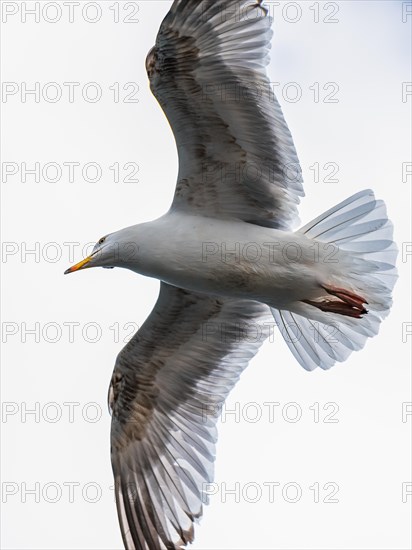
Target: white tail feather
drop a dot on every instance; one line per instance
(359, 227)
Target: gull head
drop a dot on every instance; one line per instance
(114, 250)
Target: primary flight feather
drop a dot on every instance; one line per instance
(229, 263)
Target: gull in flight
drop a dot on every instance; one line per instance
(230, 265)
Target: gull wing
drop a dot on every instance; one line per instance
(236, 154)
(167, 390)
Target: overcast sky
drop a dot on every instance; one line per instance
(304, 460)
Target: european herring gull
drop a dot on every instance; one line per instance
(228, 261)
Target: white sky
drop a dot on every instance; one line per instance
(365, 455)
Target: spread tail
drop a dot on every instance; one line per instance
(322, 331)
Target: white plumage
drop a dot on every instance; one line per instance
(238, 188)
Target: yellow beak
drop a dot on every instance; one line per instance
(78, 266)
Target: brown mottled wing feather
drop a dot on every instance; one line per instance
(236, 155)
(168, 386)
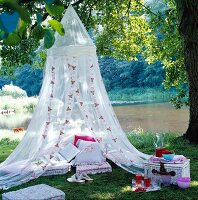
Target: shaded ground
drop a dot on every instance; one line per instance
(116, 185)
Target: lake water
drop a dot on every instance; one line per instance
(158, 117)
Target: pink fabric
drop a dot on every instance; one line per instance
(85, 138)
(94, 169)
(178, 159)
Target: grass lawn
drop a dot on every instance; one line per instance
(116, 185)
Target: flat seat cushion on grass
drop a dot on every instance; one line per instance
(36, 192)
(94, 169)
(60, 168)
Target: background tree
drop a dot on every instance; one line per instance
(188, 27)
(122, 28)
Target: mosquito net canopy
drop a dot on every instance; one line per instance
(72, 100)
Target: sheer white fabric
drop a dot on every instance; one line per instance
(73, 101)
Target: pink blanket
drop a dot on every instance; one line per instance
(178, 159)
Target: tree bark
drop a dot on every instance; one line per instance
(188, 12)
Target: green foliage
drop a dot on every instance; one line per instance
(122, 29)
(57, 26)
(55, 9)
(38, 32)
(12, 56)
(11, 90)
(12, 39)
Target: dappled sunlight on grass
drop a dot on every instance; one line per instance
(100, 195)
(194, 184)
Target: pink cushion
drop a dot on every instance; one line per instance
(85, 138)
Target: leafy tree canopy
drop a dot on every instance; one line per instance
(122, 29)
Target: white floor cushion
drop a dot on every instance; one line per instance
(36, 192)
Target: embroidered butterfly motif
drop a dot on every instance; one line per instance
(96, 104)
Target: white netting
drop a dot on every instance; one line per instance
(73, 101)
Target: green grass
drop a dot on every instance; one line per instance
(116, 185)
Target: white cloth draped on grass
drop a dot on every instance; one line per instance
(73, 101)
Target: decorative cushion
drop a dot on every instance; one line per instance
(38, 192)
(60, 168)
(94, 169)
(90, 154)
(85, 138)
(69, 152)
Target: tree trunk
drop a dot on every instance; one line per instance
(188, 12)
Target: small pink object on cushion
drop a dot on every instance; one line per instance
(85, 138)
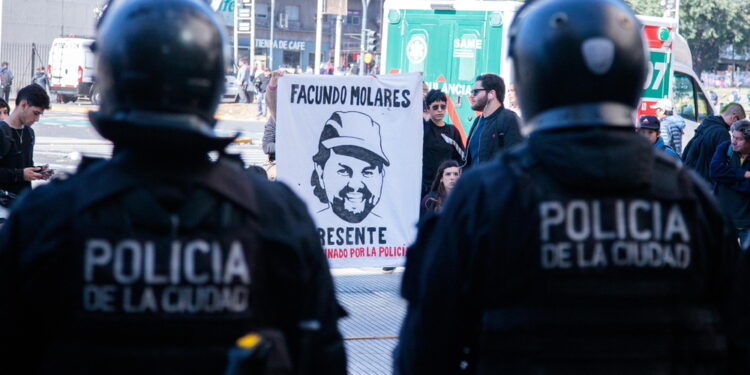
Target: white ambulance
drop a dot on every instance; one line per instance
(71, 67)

==

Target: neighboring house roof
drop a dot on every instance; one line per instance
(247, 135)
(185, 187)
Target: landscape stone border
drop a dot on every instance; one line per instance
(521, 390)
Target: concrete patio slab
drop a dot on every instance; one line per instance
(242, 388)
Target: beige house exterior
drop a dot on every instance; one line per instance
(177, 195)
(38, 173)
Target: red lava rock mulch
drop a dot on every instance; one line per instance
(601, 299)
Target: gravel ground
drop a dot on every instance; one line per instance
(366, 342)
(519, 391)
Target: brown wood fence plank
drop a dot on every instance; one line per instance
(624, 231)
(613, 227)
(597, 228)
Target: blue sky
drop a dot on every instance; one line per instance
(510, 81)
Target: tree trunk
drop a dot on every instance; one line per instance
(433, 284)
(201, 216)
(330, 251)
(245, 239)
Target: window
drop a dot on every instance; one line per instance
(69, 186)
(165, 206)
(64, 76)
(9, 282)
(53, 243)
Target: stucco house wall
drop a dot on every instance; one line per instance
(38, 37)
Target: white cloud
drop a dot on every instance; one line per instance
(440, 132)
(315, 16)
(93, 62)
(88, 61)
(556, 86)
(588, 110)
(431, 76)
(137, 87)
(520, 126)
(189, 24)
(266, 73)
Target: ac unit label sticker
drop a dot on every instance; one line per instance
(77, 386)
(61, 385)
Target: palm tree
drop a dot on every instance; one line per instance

...

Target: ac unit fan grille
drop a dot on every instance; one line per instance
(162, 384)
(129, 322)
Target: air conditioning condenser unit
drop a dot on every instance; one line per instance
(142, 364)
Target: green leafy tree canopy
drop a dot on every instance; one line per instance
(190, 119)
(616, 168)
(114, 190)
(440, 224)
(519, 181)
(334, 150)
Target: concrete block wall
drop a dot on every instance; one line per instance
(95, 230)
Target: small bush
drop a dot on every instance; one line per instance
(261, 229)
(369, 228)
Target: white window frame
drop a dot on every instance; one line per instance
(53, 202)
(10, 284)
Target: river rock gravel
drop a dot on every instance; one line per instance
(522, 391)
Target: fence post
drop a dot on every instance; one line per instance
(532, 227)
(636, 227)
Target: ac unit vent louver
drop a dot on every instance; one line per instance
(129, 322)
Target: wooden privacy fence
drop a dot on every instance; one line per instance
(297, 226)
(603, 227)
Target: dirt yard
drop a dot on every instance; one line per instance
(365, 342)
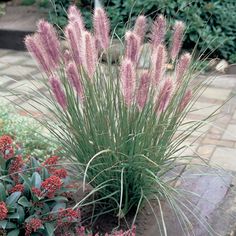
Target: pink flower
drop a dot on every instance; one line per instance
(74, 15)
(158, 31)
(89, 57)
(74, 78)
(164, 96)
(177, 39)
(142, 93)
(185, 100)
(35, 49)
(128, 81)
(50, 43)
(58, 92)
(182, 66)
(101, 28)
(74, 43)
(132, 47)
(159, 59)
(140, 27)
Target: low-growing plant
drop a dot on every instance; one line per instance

Work to complete: If a line in the data above holds the word "cushion", count it, and give only the final number.

Written response: 5